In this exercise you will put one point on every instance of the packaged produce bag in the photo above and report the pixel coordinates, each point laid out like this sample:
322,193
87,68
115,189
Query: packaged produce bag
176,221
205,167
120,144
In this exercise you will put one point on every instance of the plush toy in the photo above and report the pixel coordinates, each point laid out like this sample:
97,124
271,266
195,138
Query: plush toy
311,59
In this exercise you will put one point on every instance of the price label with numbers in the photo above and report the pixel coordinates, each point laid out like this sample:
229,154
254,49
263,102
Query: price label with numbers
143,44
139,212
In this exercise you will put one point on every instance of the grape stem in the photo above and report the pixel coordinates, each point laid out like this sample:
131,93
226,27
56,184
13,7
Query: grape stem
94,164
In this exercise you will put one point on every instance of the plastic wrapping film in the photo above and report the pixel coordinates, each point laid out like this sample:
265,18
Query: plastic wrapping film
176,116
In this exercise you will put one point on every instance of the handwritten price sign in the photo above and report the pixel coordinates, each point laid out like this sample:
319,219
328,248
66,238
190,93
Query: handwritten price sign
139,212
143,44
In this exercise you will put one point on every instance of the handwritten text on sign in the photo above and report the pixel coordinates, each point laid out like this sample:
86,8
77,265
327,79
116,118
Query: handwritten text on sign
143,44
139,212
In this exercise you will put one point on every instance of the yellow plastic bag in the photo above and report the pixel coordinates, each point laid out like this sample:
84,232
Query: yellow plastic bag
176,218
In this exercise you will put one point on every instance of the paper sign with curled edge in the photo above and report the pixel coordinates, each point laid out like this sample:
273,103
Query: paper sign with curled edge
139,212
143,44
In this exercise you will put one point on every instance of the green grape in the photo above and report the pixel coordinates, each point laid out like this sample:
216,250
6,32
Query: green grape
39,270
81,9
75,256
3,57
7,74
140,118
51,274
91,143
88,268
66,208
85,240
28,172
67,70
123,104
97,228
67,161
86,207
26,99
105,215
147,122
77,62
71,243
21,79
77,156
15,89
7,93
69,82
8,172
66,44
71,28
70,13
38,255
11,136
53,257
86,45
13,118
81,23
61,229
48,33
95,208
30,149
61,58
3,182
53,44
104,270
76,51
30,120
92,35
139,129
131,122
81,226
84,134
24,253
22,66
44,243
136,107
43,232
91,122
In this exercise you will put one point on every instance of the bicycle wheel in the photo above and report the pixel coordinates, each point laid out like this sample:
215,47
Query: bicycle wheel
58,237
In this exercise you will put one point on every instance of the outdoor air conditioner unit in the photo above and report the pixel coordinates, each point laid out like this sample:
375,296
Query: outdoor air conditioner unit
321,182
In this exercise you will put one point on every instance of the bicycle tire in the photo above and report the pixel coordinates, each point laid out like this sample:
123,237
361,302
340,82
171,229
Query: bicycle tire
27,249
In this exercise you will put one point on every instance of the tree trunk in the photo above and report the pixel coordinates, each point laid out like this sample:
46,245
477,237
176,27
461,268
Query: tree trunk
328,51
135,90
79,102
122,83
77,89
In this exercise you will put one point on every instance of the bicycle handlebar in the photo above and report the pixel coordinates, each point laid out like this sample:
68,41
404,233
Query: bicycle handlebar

**TASK PROMPT**
Copy the material above, keeping every line exactly as it stands.

**SOLUTION**
In this exercise you will put one point on every instance of the packaged produce bag in the photo above and report the pixel coordinates, each point laid out like this sample:
322,193
87,68
115,189
Query: packaged produce bag
176,221
205,167
120,144
In this exercise you will put one point on every instance of the plush toy in the photo above and report the pixel coordinates, each point laid out like this sample:
97,124
271,266
195,138
Query: plush toy
311,59
In this exercise you will put one point on every instance of the price label with numbers in the photo above and report the pixel coordinates, each point laid out like this sample:
229,154
254,49
263,102
Query: price label with numbers
143,44
139,212
In this exercise you will put one point on every instance of the grape stem in the photo above and report the pixel coordinates, each point laid out like this sample:
131,93
226,27
56,184
13,7
Query: grape stem
94,164
In this exercise you will put one point on every instance of the plastic wrapping film in the photo above and report the pixel coordinates, each point laid out like this sample:
265,18
Query: plastic wrapping film
176,116
In this exercise you will put one point on every instance of the handwritten price sign in the photo above and report the pixel coordinates, each point laid out like this sample:
319,219
328,248
66,238
190,93
Query: handwritten price sign
139,212
143,44
In this exercise you will put one point on every instance of the handwritten text on sign in the photo above and report the pixel coordinates, each point laid out like this sample:
86,8
77,265
327,79
116,118
Query: handwritten text on sign
143,44
139,212
In this exercise you will put one point on every instance of the yellow plastic bag in the photo above and report the pixel coordinates, each point laid out like this sample:
84,232
Query: yellow plastic bag
176,218
In this exercise you will put one point on every instance of the paper sign with curled edge in the photo above and report the pixel coordinates, each point laid out like this sample:
273,103
Query: paper sign with curled edge
139,212
143,44
In this exercise you will put one point on every instance of the green grape in the photo above and report the pixel coordinates, each point laid out like this sample:
216,250
6,32
Query: green grape
39,270
81,9
75,256
3,57
7,74
140,118
51,274
91,143
88,268
66,208
85,240
28,172
67,70
123,104
97,228
67,161
86,207
26,99
105,215
147,122
77,62
71,243
21,79
77,156
15,89
7,93
69,82
8,172
66,44
71,28
70,13
38,255
11,136
53,257
86,45
13,118
81,23
61,229
48,33
95,208
30,149
61,58
3,182
53,44
104,270
76,51
30,120
92,35
139,129
131,122
81,226
84,134
24,253
22,66
44,243
136,107
43,232
91,122
In this exercise you will put one point on every instance of the bicycle wheel in the photo above and report the pixel coordinates, each point laid out like this sample:
215,47
Query: bicycle wheel
58,237
In this exercise you will put one point on every instance of the outdoor air conditioner unit in the photo above and report the pixel coordinates, each point laid out like this sample:
375,296
Query: outdoor air conditioner unit
321,182
In this exercise you will put one point on every instance of the bicycle tire in the photo above and report the pixel coordinates, each point laid out like this sample:
123,237
361,302
340,82
171,229
Query: bicycle tire
27,249
In this exercise you will put one point on every instance of the tree trunk in the photo above and report the pixel coordinates, each point laid out like this sample:
46,245
477,237
176,27
461,268
Query: tree trunk
328,51
135,90
79,102
122,83
77,89
In this exercise you will put one point on every instance of the bicycle handlebar in the photo above and report the pixel coordinates, each point laid out like this sample:
68,41
404,233
Query: bicycle handlebar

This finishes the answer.